For each line of the data below that contains "above", return that line.

Recorded data
__________

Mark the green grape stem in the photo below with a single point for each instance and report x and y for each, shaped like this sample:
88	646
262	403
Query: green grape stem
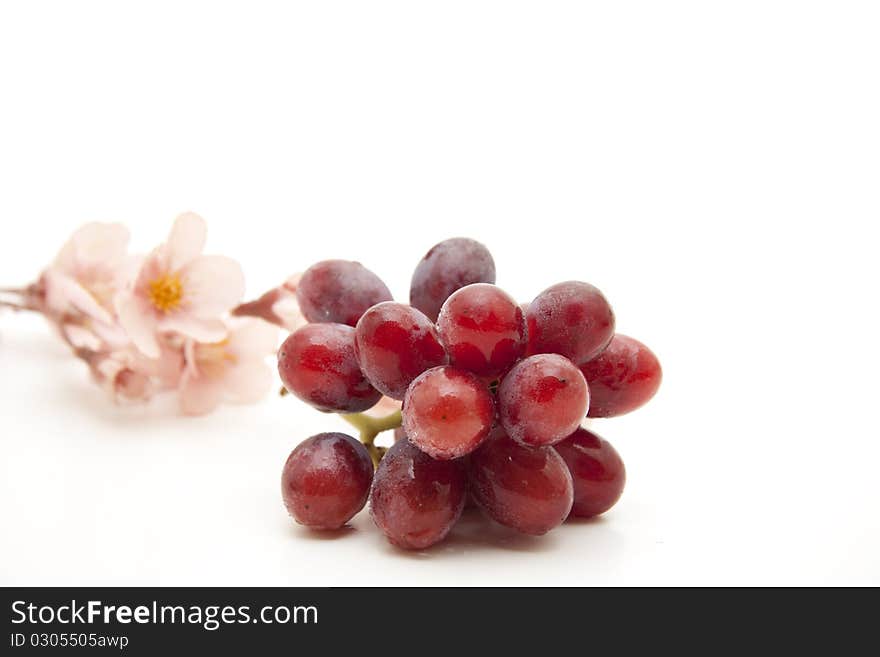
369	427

__________

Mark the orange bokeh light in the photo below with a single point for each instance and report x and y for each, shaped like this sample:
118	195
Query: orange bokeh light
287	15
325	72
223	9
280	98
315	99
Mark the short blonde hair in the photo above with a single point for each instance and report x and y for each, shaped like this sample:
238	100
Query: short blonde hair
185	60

__________

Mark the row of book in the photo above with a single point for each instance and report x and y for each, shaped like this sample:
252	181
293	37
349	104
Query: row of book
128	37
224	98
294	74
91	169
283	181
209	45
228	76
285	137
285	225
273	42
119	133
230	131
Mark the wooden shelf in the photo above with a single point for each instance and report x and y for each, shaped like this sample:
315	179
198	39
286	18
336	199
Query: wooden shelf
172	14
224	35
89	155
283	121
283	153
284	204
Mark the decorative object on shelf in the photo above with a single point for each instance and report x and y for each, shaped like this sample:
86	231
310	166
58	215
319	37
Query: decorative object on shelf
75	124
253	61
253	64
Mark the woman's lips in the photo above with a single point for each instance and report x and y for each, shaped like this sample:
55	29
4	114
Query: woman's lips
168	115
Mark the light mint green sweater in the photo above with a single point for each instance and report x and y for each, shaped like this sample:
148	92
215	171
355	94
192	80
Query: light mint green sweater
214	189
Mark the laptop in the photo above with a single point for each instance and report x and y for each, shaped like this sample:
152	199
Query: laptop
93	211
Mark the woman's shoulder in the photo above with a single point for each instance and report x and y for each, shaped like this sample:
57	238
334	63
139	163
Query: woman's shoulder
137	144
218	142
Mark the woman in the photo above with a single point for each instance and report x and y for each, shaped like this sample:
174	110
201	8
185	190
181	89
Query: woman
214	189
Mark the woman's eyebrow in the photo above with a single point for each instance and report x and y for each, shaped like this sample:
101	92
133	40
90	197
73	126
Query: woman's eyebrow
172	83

__________

Exercise result:
Mark the short blonde hair in the photo above with a single point for each instance and report x and y for each, shaped like this sample:
Mark the row of book in the photo above with a single point for each instance and report x and y for each, shaped like this sample:
Mark the wooden shelf in the photo above with a single point for each instance and report x and y for each, shaped like this sample:
Mark the decorative object on shelf in the photo above with a single point for each instance and report x and y for each, shaped like this sample:
Mark the woman's lips in the photo above with a single point for each instance and report x and y for each, shaped like this sample:
Mark the light mint green sweater in the photo above with a single point for each instance and report x and y for each, shaped like this sample:
Mark the laptop in the photo above with a single point for each instance and report x and y for each, shaped like this sample:
Mark the woman's shoulder in the photo above with a single point for each instance and report x and y for each, shaped like this sample:
Mark the woman in the photo above with a single point for each instance and report x and y for each, shaped like this sample:
Mark the woman's eyebrow in the photo above with a single point for each instance and report x and y for each, shaped like this sample:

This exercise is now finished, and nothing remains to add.